• **WORK TO COMPLETE**: Filter these entries, keeping only lines that hold the word "receives".

• **Dataset entries**:
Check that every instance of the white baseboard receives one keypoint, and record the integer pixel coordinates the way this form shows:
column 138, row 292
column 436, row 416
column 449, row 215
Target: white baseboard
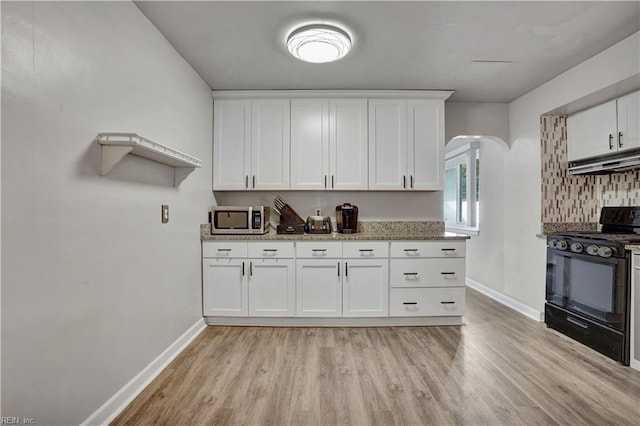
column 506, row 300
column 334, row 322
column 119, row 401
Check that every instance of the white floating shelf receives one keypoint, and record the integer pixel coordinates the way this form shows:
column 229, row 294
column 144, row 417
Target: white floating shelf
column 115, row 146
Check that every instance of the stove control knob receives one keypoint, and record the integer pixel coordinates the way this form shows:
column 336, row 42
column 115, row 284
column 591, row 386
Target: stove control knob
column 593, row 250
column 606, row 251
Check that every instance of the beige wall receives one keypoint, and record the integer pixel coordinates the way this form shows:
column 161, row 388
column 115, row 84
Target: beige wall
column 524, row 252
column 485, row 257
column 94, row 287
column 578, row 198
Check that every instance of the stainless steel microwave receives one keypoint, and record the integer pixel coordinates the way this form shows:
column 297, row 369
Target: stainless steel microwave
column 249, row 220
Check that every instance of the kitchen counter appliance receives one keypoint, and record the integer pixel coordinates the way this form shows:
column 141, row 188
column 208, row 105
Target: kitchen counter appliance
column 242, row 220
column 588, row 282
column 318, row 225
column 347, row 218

• **WRITTEN SOLUTION**:
Check that every instance of the white baseboard receives one keypoint, and record the integer pixel coordinates the way this form shows:
Check that every instance of the white floating shelf receives one keypoint, and record the integer pixel coordinates the way this form shows:
Check that every instance of the stove control knob receives one keypoint, and record the integer pixel coordinates the way this form shows:
Check that every instance of the beige wall receives one keypoint, and record the integer pixel coordinates the way this form shows:
Check that every instance of the stainless steel microwave receives one keypoint, and record the integer pixel coordinates the way this form shows:
Check that every instance of the kitchen counter appliance receives one keypoint, and record the integer pixel coordinates the way this form shows:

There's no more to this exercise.